» **To do**: The listing beneath should be written out in full, exactly as shown.

___ Material provided

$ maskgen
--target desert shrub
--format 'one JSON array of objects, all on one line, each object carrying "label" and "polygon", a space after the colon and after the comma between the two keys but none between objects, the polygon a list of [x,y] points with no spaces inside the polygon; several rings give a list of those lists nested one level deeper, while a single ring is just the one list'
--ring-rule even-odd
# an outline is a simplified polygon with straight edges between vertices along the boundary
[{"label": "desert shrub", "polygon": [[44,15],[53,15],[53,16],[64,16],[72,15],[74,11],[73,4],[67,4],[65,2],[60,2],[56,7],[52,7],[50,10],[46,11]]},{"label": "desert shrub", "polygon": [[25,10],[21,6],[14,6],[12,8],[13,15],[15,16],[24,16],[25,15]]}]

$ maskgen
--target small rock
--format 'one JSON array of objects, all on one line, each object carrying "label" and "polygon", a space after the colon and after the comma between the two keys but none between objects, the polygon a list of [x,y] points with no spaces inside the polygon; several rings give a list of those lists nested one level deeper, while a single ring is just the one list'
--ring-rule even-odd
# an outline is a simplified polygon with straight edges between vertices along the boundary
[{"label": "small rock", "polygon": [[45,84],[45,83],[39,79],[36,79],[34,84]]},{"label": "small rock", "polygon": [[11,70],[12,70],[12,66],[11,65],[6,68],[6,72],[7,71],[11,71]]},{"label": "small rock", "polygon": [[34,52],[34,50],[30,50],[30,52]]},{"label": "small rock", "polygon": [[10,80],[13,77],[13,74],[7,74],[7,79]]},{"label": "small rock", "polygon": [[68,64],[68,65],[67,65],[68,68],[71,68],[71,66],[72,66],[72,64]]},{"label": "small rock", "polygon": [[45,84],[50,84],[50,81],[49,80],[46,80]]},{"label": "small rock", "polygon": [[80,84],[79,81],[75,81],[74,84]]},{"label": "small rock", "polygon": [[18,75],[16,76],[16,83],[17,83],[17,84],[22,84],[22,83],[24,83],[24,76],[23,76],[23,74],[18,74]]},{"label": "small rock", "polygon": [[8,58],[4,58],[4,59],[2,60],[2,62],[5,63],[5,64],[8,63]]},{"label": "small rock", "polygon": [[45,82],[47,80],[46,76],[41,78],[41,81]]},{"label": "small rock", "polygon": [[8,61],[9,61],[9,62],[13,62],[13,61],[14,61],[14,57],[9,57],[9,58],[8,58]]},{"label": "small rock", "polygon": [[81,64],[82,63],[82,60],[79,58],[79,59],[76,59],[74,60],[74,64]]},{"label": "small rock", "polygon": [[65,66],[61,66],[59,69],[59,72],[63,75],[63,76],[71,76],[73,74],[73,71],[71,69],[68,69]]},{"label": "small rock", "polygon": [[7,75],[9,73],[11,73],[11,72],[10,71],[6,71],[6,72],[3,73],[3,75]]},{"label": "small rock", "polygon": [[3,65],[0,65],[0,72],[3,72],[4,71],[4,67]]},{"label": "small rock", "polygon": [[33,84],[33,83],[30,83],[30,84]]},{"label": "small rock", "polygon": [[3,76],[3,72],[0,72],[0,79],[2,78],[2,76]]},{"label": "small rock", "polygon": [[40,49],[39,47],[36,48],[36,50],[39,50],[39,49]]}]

______

» **The answer**:
$ maskgen
--target desert shrub
--format 'one JSON array of objects, all on one line, each object carrying "label" and "polygon", a space after the colon and after the comma between the two keys but none between objects, the polygon a list of [x,y] points with no spaces inside the polygon; several rings give a list of those lists nested one level deeper, while a single ring is just the one list'
--ring-rule even-odd
# an outline is a simplified polygon with straight edges between vertices along the boundary
[{"label": "desert shrub", "polygon": [[44,15],[53,15],[53,16],[64,16],[72,15],[74,11],[73,4],[67,4],[65,2],[60,2],[56,7],[52,7],[50,10],[46,11]]},{"label": "desert shrub", "polygon": [[25,10],[21,6],[14,6],[12,8],[13,15],[15,16],[24,16],[25,15]]}]

$ maskgen
--target small rock
--format 'one JSON array of objects, all on one line, each object carrying "label" and "polygon", a space after the colon and after the comma between the two keys but none between objects, the polygon a list of [x,y] points with no spaces inside the polygon; several rings give a list of those lists nested one level deeper, while a single ring is just the one list'
--ring-rule even-odd
# an outline is a simplified polygon with straight edges between vertices along the boundary
[{"label": "small rock", "polygon": [[45,84],[45,83],[39,79],[36,79],[34,84]]},{"label": "small rock", "polygon": [[11,70],[12,70],[12,66],[11,65],[6,68],[6,72],[7,71],[11,71]]},{"label": "small rock", "polygon": [[34,52],[34,50],[30,50],[30,52]]},{"label": "small rock", "polygon": [[10,80],[13,77],[13,74],[7,74],[7,79]]},{"label": "small rock", "polygon": [[68,64],[68,65],[67,65],[68,68],[71,68],[71,66],[72,66],[72,64]]},{"label": "small rock", "polygon": [[45,84],[50,84],[50,81],[49,80],[46,80]]},{"label": "small rock", "polygon": [[80,84],[79,81],[75,81],[74,84]]},{"label": "small rock", "polygon": [[18,75],[16,76],[16,83],[17,83],[17,84],[22,84],[22,83],[24,83],[24,76],[23,76],[23,74],[18,74]]},{"label": "small rock", "polygon": [[8,58],[4,58],[4,59],[2,60],[2,62],[5,63],[5,64],[8,63]]},{"label": "small rock", "polygon": [[45,82],[47,80],[46,76],[41,78],[41,81]]},{"label": "small rock", "polygon": [[8,61],[9,61],[9,62],[13,62],[13,61],[14,61],[14,57],[9,57],[9,58],[8,58]]},{"label": "small rock", "polygon": [[81,64],[82,63],[82,60],[79,58],[79,59],[76,59],[74,60],[74,64]]},{"label": "small rock", "polygon": [[65,66],[61,66],[59,69],[59,72],[63,75],[63,76],[71,76],[73,74],[73,71],[71,69],[68,69]]},{"label": "small rock", "polygon": [[7,75],[9,73],[11,73],[11,72],[10,71],[6,71],[6,72],[3,73],[3,75]]},{"label": "small rock", "polygon": [[3,65],[0,65],[0,72],[3,72],[4,71],[4,67]]},{"label": "small rock", "polygon": [[33,84],[33,83],[30,83],[30,84]]},{"label": "small rock", "polygon": [[3,76],[3,72],[0,72],[0,79],[2,78],[2,76]]},{"label": "small rock", "polygon": [[40,49],[39,47],[36,48],[36,50],[39,50],[39,49]]}]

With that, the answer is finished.